### To be done
Copy all records verbatim.

Collected data entries
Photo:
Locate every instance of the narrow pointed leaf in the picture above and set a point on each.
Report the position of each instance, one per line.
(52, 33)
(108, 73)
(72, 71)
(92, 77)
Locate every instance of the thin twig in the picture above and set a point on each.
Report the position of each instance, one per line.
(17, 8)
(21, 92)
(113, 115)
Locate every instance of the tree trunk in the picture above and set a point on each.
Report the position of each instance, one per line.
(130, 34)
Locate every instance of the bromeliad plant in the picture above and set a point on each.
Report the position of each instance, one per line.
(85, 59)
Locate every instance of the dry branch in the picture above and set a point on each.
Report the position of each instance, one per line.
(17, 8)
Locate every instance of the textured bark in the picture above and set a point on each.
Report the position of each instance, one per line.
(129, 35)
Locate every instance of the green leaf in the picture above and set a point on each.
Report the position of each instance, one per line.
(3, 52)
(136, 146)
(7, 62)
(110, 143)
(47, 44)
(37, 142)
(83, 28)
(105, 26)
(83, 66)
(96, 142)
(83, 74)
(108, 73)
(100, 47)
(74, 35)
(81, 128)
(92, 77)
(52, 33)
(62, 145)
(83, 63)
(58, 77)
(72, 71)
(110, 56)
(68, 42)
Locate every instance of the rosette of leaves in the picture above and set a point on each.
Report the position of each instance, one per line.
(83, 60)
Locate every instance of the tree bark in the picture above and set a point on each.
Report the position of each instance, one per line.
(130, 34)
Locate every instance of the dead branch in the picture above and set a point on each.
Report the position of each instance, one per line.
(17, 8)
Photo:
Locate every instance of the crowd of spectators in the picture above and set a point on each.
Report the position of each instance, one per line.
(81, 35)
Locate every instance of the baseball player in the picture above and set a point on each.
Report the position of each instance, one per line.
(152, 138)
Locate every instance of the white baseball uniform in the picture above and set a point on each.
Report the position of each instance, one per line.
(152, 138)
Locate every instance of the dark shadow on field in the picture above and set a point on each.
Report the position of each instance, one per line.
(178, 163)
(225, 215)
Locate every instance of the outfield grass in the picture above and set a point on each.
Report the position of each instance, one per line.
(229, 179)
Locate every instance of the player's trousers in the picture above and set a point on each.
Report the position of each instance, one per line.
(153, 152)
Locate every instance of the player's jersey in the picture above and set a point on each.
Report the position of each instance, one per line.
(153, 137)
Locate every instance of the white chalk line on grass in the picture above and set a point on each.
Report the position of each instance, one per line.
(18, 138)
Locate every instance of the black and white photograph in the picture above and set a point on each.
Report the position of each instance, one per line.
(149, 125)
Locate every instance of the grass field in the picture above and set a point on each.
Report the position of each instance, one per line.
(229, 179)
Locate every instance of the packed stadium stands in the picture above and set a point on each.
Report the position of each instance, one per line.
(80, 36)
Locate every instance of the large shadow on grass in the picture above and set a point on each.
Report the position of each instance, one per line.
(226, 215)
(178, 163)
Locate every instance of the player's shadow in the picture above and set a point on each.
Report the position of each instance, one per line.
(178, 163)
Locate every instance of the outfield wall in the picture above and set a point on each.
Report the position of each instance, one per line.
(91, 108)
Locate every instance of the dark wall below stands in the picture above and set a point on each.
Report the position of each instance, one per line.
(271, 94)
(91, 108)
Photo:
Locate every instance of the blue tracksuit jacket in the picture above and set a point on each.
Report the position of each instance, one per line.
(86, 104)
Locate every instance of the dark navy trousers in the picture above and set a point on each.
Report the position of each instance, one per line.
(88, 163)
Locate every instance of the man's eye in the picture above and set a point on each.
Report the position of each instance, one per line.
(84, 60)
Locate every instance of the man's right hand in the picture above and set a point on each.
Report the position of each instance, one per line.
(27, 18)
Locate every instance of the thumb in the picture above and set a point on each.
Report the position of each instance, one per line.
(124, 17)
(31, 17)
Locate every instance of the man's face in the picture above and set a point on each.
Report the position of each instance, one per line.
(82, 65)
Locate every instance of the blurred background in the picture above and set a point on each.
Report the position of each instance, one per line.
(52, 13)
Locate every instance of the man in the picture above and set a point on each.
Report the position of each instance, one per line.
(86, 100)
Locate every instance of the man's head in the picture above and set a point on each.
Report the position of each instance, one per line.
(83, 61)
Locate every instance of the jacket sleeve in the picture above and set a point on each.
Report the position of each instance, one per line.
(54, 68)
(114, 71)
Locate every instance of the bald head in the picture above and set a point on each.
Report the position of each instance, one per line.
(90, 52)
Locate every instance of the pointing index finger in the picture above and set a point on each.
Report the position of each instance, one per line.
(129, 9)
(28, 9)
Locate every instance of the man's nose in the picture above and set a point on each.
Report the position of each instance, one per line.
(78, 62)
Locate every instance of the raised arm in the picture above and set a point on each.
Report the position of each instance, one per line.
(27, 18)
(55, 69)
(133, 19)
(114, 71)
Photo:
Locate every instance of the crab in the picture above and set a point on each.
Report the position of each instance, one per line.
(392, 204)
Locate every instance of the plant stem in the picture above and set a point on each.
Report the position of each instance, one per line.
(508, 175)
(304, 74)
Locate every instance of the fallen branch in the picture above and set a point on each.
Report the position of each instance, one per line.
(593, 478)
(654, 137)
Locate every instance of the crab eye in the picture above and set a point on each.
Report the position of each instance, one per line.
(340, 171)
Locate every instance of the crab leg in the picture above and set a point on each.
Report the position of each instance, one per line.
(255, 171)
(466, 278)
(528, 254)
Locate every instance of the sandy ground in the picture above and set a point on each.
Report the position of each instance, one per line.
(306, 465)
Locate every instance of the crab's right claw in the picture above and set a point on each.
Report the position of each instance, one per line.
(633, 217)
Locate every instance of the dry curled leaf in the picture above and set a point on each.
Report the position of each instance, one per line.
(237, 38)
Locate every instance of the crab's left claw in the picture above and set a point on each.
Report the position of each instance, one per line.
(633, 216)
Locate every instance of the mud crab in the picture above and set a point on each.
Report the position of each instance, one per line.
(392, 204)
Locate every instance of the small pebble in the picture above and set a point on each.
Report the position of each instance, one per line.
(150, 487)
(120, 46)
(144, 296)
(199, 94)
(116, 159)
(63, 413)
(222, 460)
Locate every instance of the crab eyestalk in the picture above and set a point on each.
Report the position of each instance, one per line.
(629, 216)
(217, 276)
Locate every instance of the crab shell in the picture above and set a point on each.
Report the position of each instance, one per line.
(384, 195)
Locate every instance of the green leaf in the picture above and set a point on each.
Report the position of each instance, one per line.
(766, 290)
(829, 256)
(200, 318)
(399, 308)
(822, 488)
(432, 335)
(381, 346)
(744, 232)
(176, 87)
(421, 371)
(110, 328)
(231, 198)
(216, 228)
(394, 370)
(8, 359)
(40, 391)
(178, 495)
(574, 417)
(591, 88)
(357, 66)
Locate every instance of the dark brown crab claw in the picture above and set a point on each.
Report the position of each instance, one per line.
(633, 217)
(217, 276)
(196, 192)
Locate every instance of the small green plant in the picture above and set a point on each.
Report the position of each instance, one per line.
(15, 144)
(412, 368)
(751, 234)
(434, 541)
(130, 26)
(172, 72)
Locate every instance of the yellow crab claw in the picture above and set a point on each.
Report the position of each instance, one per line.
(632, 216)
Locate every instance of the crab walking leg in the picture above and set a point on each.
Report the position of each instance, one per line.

### Result
Photo:
Locate every instance of the narrow pointed leaf in the picture above and set a point on each.
Report the position of each instance, one per line.
(52, 33)
(108, 73)
(72, 71)
(92, 77)
Locate every instance of the thin twig in the picture above and set a point on each.
Report the position of each instance, one per line.
(17, 8)
(21, 92)
(113, 115)
Locate every instance of the tree trunk in the picture above and set a point on each.
Report the position of each instance, one per line.
(130, 34)
Locate every instance of the bromeliad plant in the picture above and set a point on each.
Report the position of each instance, one per line.
(85, 59)
Locate every instance of the dry branch in the picture above and set a point on each.
Report the position of each instance, one per line.
(17, 8)
Locate every instance of the textured bark in the picture above and set a point on each.
Report the position of each instance, one per line.
(129, 35)
Locate every instance of the green leaf in the picture above and set a point on each.
Report the position of each instance, one per line.
(3, 52)
(136, 146)
(7, 62)
(110, 143)
(47, 44)
(37, 142)
(83, 28)
(105, 26)
(83, 66)
(96, 142)
(83, 74)
(108, 73)
(100, 47)
(74, 35)
(81, 128)
(92, 77)
(52, 33)
(62, 145)
(83, 63)
(58, 77)
(72, 71)
(110, 56)
(68, 42)
Locate every instance of the rosette of leaves in the picture above and set a point on each.
Report the position of each instance, one per line.
(83, 60)
Locate every instance of the tree bark in the picture above and set a point on each.
Report the position of each instance, one per line.
(130, 34)
Locate every instance of the dead branch in the picture above and set a point on each.
Report the position of each instance, one per line.
(17, 8)
Photo:
Locate every instance of the crowd of spectators in the picture above and set a point on each.
Report the position of each instance, one per line.
(81, 35)
Locate every instance of the baseball player in the picture above and set a point on each.
Report the position of each instance, one per line.
(152, 138)
Locate every instance of the white baseball uniform in the picture above and set a point on each.
Report the position of each instance, one per line.
(152, 138)
Locate every instance of the dark shadow on field in the picture above and set a point on each.
Report the position of each instance, one per line.
(178, 163)
(225, 215)
Locate every instance of the outfield grass in the picture above and set a point on each.
Report the position of each instance, one per line.
(229, 179)
Locate every instance of the player's trousers in the picture above and set a point on each.
Report the position of each instance, one per line.
(153, 152)
Locate every instance of the player's jersey in the picture above and set a point on each.
Report the position of each instance, one per line.
(153, 137)
Locate every instance of the white chalk line on grass in the picture above and set a point on each.
Report the position of each instance, one per line.
(18, 138)
Locate every instance of the black and white photograph in the picture above and set a point on each.
Report the position of each instance, one per line.
(149, 125)
Locate every instance of the grass field in the picture above and set a point on each.
Report the position of each instance, one per line.
(229, 179)
Locate every instance of the packed stadium stands in the picture above and set a point on each.
Report the position of each instance, one per line.
(80, 36)
Locate every instance of the large shadow on grass in the picture above and set a point on each.
Report the position of each instance, one per line.
(226, 215)
(178, 163)
Locate every instance of the player's shadow in the picture above and set a point on each.
Report the position of each instance, one per line.
(178, 163)
Locate every instance of the outfield wall in the picture above and set a point on each.
Report the position of each instance, one per line.
(91, 108)
Locate every instance of the dark wall below stands in the picture above and set a point on each.
Report the position of each instance, one per line.
(271, 94)
(91, 108)
Photo:
Locate every instance of the blue tracksuit jacket in the picture above and set a point on each.
Report the position of each instance, one per line.
(86, 104)
Locate every instance of the dark navy trousers in the picture above and set a point on each.
Report the position of each instance, one per line.
(88, 163)
Locate every instance of the man's eye in the picture above and set a point on each.
Report the position of each instance, one per line.
(84, 60)
Locate every instance of the man's right hand in the picture above and set a point on each.
Report the position of each instance, one per line.
(27, 18)
Locate every instance of the thumb in the picture above and set a point on each.
Report the position of each instance, one per line.
(124, 17)
(31, 17)
Locate every instance of the man's face in the picture above and set a point on each.
Report the position of each instance, one per line.
(82, 65)
Locate every instance of the blurred background in the picture above and set a point on each.
Report the position of each instance, one per line.
(52, 13)
Locate every instance of the man in the picture above and set a point on each.
Report the position of each instance, one per line.
(86, 100)
Locate every instance of the man's head in the picture above and set a point on each.
Report the position of each instance, one per line.
(83, 61)
Locate every instance of the jacket sleeve in the picture above and set a point on each.
Report the position of each instance, one per line.
(54, 68)
(114, 71)
Locate every instance of the bald head in the picture above and set a point on each.
Report the position of each instance, one per line.
(90, 52)
Locate every instance of the pointing index finger in the picture above and set a point on each.
Report the position of each instance, one per line.
(129, 9)
(28, 9)
Locate every instance of the man's nose in the picture above and set a point on each.
Report the position of each instance, one per line.
(78, 62)
Locate every instance of the raised arm in the picture above and set a point on each.
Report the position of each instance, one per line.
(27, 18)
(55, 69)
(133, 19)
(114, 71)
Photo:
Locate every instance of the crab in the picture above and set a point on each.
Report the position of each instance, one per line.
(392, 204)
Locate every instance of the plant stem in the picture above and set a point on each.
Report the position of each instance, one per line.
(508, 175)
(304, 74)
Locate every instance of the fallen branch in the picture above and set a point on each.
Report the position of each instance, one per line.
(593, 478)
(654, 137)
Locate every instance of the crab eye in the picture above and set a point on each.
Report the position of each instance, one per line.
(340, 171)
Locate every instance of the crab leg in the picture above and set a point on each.
Report the position of each instance, one per line.
(255, 171)
(466, 278)
(528, 254)
Locate every instance of the sandy ground in the picture above and set a point on each.
Report the position of each instance, one per line.
(306, 465)
Locate every instance of the crab's right claw in the picture above and set a point on each.
Report the position of each instance, one per line.
(633, 217)
Locate every instance of the dry curled leaf in the picture above and set a point on each.
Report the position of each instance, one per line.
(237, 38)
Locate every instance of the crab's left claw in the picture above and set a point on each.
Report the position of each instance, one per line.
(633, 216)
Locate every instance of the mud crab in the picture above and set a point on each.
Report the position of each instance, one per line.
(392, 204)
Locate every instance of the small pebble in the picture above and set a point on each.
Report the position of each instance, one per line.
(150, 487)
(120, 46)
(144, 296)
(199, 94)
(116, 159)
(63, 413)
(222, 460)
Locate every instance of the crab eyestalk in the picture above and set a point on each.
Report the position of each instance, one per line.
(629, 216)
(217, 276)
Locate every instance of the crab shell in the picture above and set a point on each.
Report the position of each instance, one per line.
(384, 195)
Locate every instance of the green leaf in the picture above and set a point on each.
Report the position of each instance, one per line.
(766, 290)
(829, 256)
(200, 318)
(399, 308)
(822, 488)
(432, 335)
(381, 346)
(744, 232)
(176, 87)
(421, 371)
(110, 328)
(231, 198)
(216, 228)
(394, 370)
(8, 359)
(40, 391)
(178, 495)
(574, 417)
(591, 88)
(357, 66)
Locate every instance of the dark brown crab claw in the picture above and set a point on each.
Report the position of each instance, one per line.
(633, 217)
(217, 276)
(196, 192)
Locate every instance of the small green plant in the picture above and set a point on each.
Report the position of each instance, one per line.
(15, 144)
(412, 368)
(751, 234)
(434, 541)
(130, 26)
(172, 72)
Locate every instance of the yellow crab claw in the picture above and set a point on each.
Report the position of each instance, one per line.
(632, 216)
Locate every instance of the crab walking leg in the picture above and set a point on each.
Report the position of each instance, one per line.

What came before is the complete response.